TEXTE FOURNI
______________________________

Un mal-être national également dénoncé en Limousin
C'était en novembre 2021. Le mouvement était inédit. A la suite du suicide d'une jeune magistrate à Béthune, près d'un tiers des magistrats français signaient un texte pour alerter sur leurs conditions de travail, dans une tribune au "Monde". Ils sont 7000 signataires aujourd'hui.
Près d'une centaine de juristes se sont rassemblés devant la cour d'appel de Limoges à 13h30, le 15 décembre 2021, suite à l'appel national lancé par les syndicats. Souffrance et perte de sens sont dénoncées. Des réformes qui s'enchaînent dans les textes et les organisations sans que les moyens matériels ou informatiques suivent.
Parmi ces réformes, celle de la justice des mineurs, rentrée en vigueur en octobre 2021. Un nouveau code pénal leur est dédié. L'objectif est d'avoir une réponse plus rapide, plus adaptée et plus efficace à la délinquance des mineurs. Elle vise avant tout à renforcer la réponse éducative, qui doit primer sur la sanction. Entre 430 et 450 dossiers sont traités chaque année en Limousin. Il y a aussi autour de 900 affaires de mineurs en danger, souvent traitées en priorité pour mettre les enfants à l'abri. Mais instruire un dossier demande du temps et de l'attention. Parfois les enfants deviennent entre temps majeurs ou commettre des infractions sans que les mesures éducatives aient pu être prises. Or, les nouveaux logiciels sont en complet décalage avec l'activité du terrain.
Externalisés, les logiciels n'ont pas été élaborés avec la collaboration des magistrats et greffes concernés. Résultat ils nous ralentissent, le temps de traitement a été multiplié par trois, ce qui est quand même un comble !
Philippe Delarbre, premier président de la cour d'appel de Limoges
Vers un audit local
6 juges pour enfants œuvrent en Limousin, aux côtés de 82 éducateurs, psychologues ou assistantes sociales au sein de la Protection judiciaire de la jeunesse . Tous les postes sont actuellement pourvus et suffisants, face au niveau de délinquance actuel. Mais tous restent prudents quant à l'évolution de la situation.
Les états généraux de la justice, organisés depuis octobre partout en France, donnent l'espoir aux magistrats de voir la situation s'améliorer. Pour l'heure, ces états généraux sont une porte ouverte à la discussion. Il s'agit d'une sorte d'audit du ressenti sur le terrain, pour écouter les difficultés comme les propositions. Qu'en sortira t-il ? La proximité de l'élection présidentielle risque de geler quelque peu les enthousiasmes. "On a mis sur la table des sujets qui méritent une réflexion approfondie et des concertations, et tout ce que propose le gouvernement ce sont des questionnaires" souligne le Bâtonnier de l'Ordre des avocats de Limoges, Bertrand Villette.

______________________________

DONNÉES ÉTUDIÉES
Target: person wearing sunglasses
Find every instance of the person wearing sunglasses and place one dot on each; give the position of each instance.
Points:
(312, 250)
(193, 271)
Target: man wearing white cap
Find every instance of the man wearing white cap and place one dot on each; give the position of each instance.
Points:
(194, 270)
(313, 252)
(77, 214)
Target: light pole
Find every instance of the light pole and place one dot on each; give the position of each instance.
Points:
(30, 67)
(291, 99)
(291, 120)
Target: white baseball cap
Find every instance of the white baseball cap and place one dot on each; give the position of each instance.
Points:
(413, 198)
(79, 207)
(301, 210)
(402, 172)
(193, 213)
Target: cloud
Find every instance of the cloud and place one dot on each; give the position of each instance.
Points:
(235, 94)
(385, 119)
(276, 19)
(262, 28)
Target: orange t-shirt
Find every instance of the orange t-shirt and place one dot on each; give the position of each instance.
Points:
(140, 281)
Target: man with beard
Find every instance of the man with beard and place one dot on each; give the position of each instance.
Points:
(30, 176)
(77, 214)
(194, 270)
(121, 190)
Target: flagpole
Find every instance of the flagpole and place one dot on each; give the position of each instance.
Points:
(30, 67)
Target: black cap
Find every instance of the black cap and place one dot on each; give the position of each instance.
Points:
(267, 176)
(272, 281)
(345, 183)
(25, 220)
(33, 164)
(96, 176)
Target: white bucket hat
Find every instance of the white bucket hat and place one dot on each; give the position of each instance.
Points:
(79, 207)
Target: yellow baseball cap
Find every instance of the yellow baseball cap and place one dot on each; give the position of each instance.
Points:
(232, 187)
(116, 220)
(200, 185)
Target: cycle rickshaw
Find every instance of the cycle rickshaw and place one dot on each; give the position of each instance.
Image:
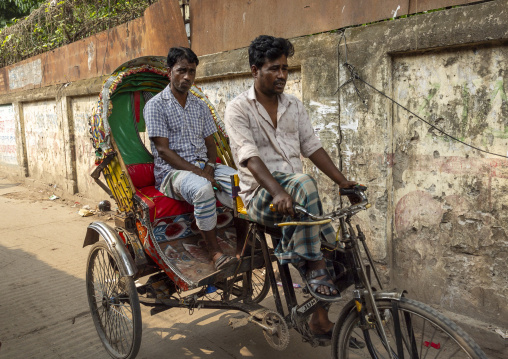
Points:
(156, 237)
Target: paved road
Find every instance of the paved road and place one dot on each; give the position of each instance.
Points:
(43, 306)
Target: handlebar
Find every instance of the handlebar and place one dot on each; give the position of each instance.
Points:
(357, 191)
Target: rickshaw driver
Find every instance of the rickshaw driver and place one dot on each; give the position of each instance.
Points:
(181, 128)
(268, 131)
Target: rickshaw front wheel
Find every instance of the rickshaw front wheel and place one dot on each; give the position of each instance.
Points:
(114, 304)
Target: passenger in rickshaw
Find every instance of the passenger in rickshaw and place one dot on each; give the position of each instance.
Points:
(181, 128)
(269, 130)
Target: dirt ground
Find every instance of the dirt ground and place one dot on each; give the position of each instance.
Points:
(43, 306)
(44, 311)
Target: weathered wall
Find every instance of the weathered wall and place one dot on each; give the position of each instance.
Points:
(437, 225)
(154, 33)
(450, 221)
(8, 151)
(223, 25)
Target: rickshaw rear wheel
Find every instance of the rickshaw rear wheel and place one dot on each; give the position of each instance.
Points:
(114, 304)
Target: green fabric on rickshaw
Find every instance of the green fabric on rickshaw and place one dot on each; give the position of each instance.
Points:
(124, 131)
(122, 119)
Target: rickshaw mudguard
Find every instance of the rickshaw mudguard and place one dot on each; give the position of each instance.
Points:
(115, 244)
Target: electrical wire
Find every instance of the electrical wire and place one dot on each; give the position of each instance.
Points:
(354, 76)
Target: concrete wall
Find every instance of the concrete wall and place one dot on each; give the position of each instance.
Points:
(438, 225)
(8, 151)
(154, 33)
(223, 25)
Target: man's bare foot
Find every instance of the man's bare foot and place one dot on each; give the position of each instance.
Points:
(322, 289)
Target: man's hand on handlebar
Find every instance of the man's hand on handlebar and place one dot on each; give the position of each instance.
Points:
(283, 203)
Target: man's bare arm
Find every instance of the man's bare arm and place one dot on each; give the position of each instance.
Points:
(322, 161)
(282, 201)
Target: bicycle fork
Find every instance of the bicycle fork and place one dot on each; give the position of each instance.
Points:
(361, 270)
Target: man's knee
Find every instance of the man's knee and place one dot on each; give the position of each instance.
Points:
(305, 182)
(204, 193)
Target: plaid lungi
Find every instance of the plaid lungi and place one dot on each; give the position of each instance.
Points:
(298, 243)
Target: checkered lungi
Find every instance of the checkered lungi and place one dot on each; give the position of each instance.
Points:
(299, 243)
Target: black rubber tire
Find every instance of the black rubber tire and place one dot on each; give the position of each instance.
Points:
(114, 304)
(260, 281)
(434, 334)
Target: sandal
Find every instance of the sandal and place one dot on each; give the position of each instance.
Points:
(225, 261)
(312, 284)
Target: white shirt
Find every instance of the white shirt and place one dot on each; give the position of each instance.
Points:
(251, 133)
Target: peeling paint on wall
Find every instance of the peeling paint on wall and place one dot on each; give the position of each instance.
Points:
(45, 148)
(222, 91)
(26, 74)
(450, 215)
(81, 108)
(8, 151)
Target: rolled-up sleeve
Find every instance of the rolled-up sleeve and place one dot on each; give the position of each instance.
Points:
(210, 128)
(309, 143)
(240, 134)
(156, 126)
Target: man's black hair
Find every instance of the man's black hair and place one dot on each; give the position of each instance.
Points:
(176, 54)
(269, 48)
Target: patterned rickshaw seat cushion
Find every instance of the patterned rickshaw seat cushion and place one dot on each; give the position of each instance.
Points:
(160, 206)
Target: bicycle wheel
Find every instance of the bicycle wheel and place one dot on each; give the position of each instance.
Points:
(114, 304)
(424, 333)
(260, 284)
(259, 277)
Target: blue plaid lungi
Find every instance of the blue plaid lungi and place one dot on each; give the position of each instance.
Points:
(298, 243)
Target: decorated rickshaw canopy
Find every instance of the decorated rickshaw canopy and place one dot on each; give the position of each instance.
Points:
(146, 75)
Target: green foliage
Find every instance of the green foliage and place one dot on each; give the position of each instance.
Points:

______________________________

CONSIGNES
#1 D'après le texte sur le mal-être des magistrats en Limousin, combien de juges pour enfants œuvrent dans la région ?
#2 Donnez la suite du texte sur le mal-être des magistrats en Limousin.

RÉPONSES DANS L'ORDRE
#1 Six juges pour enfants.

#2
Parallèlement à ces états généraux nationaux, les plus hauts magistrats du Limousin souhaitent de leur côté localiser "cet audit". Le premier président et la procureure générale vont rencontrer les chefs des juridictions de Limoges, Brive, Tulle et Guéret, ainsi que les directions des greffes, en avril prochain. "C'est une première à la Cour d'appel, cela nous apparaissait nécessaire pour évaluer au mieux nos besoins, pointer les secteurs et les organisations qui peuvent être encore améliorés, toujours dans un but de simplifier et d'humaniser nos relations. Nous allons nous montrer disponibles dans notre écoute, réactifs dans nos adaptations, sachant que le premier bénéficiaire de l'amélioration de nos conditions de travail sera toujours le justiciable" précise Philippe Delarbre, premier président de la Cour d'appel.
Restent les solutions. Parmi celles-ci, les deux chefs de juridiction demandent plus de magistrats placés, ces juges dont l'adaptation leur permet de remplacer les magistrats absents pour maladie ou congés au fil des besoins. Actuellement, la Cour d'appel compte 4 magistrats placés. Un nombre insuffisant. En septembre prochain, le ressort de la Cour d'appel comptera par ailleurs 19 départs, mutations et départs à la retraite. Des postes qu'il faudra à nouveau pourvoir.